## Begin Quoted passage
<?php
// $Id: watchlist.module,v 1.4.6.5 2008/10/30 20:45:19 btmash Exp $

/**
 * @file
 * Main module which implements core hooks for filter and/or send calls to the abuse module when questionable content is created.
 */

define('CONFIGURE_WATCHLIST_SETTINGS', 'configure watchlist settings');
define('WATCHLIST_PREMODERATE_CONTENT_TYPE', 'watchlist_premoderate_content_type_');
define('WATCHLIST_MODERATE_CONTENT_TYPE', 'watchlist_moderate_content_type_');

function watchlist_perm() {
  return array(CONFIGURE_WATCHLIST_SETTINGS);
}

function watchlist_menu() {
  $items = array();
  $items['admin/settings/watchlist'] = array(
    'title' => 'Watchlist settings',
    'description' => 'Set the watchlist words, types of content to act on, pre-moderation',
    'page callback' => 'watchlist_admin_settings',
    'access arguments' => array(CONFIGURE_WATCHLIST_SETTINGS),
  );
  $items['admin/settings/watchlist/js/test'] = array(
    'title' => 'Test watchlist settings',
    'description' => 'Test the regular expressions set in the watchlist by testing words and sentences',
    'page callback' => 'watchlist_js_test_settings_form',
    'access arguments' => array(CONFIGURE_WATCHLIST_SETTINGS),
    'type' => MENU_CALLBACK,
  );
  return $items;
}

function watchlist_filter($op, $delta = 0, $format = -1, $text = '') {
  switch ($op) {
    case 'list':
      return array(0 => t('Bad words filter'));
    case 'description':
      return t('Replaces bad words in the string with a user specified safe text');
    case 'prepare':
      return $text;
    case 'process':
      $words = variable_get("watchlist_banned_words", '');
      $badwords = _watchlist_generate_list($words);
      $replacement = variable_get("watchlist_banned_words_replacement", '');

      $output = $text;
      $output = _watchlist_filter_phone($output);
      $output = _watchlist_filter_email($output);
      if (sizeof($words) > 0) {
        $output =  preg_replace($badwords, $replacement, $output);
      }
      return $output;
    default:
      return $text;
  }
}

/**
 * Implementation of hook_form_alter().
## End Quoted passage
**Work to complete:**
**1)** Answer these questions about the watchlist module code:
(a) What title is given to the menu item at 'admin/settings/watchlist'?
(b) What name does the filter return for its list operation?
(c) Which variable supplies the replacement text for banned words?
**2)** Recast the lines of the records as a Markdown table with the columns Row and Line, covering from the line with "Target: blue polo shirt" up to and including the line with "(1055, 700)". Leave out any blank lines.
## Begin Given records
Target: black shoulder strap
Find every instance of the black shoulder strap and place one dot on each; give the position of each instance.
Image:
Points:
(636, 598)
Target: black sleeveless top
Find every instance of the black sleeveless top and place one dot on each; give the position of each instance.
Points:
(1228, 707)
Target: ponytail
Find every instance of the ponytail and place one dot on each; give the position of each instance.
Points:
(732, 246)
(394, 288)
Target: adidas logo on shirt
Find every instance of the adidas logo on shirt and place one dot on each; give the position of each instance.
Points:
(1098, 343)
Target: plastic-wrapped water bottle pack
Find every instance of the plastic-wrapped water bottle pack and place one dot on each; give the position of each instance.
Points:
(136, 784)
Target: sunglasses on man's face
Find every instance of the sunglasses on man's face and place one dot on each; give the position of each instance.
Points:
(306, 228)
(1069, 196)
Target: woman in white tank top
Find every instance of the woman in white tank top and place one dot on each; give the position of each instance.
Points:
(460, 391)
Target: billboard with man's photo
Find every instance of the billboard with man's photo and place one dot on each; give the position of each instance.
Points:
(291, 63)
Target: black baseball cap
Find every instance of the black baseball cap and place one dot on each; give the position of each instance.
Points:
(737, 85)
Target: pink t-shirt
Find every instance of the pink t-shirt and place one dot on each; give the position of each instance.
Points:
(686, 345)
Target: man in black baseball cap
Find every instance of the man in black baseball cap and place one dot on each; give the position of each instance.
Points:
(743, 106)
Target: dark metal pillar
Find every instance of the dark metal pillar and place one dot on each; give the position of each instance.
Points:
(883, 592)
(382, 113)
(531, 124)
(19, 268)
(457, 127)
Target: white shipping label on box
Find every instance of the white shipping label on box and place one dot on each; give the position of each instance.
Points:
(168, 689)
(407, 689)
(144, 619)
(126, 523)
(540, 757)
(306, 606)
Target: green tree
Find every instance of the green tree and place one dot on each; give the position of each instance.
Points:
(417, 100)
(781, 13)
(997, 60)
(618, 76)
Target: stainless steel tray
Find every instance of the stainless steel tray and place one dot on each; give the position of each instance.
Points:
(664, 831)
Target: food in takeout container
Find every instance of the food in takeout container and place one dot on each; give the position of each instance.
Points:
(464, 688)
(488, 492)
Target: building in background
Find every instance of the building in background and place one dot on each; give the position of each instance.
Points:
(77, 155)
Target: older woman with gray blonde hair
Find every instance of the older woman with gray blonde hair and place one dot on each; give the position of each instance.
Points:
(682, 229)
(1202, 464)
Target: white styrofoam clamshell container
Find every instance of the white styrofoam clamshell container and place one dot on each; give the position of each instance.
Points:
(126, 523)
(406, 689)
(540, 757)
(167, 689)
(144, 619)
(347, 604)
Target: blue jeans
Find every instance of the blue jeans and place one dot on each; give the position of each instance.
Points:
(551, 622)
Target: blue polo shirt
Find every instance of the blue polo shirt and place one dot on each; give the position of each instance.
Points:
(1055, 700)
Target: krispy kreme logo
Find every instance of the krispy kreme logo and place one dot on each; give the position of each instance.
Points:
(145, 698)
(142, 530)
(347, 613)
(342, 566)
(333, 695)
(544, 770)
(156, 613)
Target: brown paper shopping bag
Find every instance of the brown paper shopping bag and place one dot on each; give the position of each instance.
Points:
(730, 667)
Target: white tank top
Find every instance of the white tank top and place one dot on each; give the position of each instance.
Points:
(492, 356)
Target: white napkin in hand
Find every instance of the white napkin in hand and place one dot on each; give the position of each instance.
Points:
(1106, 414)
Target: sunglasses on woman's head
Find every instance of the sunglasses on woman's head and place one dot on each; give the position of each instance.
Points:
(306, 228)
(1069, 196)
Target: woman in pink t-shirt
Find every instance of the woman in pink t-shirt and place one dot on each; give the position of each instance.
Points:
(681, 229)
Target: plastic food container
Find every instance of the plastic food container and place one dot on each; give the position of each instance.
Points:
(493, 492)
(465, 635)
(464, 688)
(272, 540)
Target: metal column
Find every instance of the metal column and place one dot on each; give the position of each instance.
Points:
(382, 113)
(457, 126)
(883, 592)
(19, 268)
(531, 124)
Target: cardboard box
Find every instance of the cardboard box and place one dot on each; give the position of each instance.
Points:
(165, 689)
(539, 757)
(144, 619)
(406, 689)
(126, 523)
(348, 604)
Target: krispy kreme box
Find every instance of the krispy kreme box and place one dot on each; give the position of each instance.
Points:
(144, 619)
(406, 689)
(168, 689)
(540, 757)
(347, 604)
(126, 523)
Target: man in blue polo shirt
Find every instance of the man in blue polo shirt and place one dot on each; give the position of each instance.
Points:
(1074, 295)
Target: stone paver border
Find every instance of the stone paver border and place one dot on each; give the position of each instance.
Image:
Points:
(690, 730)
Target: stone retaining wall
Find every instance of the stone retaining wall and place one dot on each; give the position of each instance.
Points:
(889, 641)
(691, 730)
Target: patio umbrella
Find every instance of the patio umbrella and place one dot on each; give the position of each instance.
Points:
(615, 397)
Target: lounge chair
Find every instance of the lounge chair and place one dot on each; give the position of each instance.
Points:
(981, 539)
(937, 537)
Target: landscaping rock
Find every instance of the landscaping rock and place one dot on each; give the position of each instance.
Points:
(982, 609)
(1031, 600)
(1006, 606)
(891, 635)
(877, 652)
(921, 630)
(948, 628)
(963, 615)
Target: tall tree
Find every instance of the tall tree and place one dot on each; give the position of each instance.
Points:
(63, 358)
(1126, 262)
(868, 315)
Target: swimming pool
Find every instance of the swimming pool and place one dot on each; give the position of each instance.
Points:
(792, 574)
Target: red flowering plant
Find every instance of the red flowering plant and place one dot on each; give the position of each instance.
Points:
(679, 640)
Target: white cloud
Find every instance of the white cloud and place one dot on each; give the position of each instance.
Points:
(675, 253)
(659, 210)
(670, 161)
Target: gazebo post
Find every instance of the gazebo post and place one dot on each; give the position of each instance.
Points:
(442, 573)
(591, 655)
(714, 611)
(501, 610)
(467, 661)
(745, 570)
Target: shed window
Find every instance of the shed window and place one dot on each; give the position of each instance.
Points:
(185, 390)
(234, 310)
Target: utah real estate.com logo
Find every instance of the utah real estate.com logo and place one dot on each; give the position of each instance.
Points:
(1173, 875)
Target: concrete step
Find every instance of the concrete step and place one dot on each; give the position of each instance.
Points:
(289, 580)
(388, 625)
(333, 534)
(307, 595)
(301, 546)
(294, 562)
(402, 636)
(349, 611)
## End Given records
**Exercise responses:**
**1)**
(a) Watchlist settings
(b) Bad words filter
(c) watchlist_banned_words_replacement

**2)**
| Row | Line |
|---|---|
| 1 | Target: blue polo shirt |
| 2 | Find every instance of the blue polo shirt and place one dot on each; give the position of each instance. |
| 3 | Points: |
| 4 | (1055, 700) |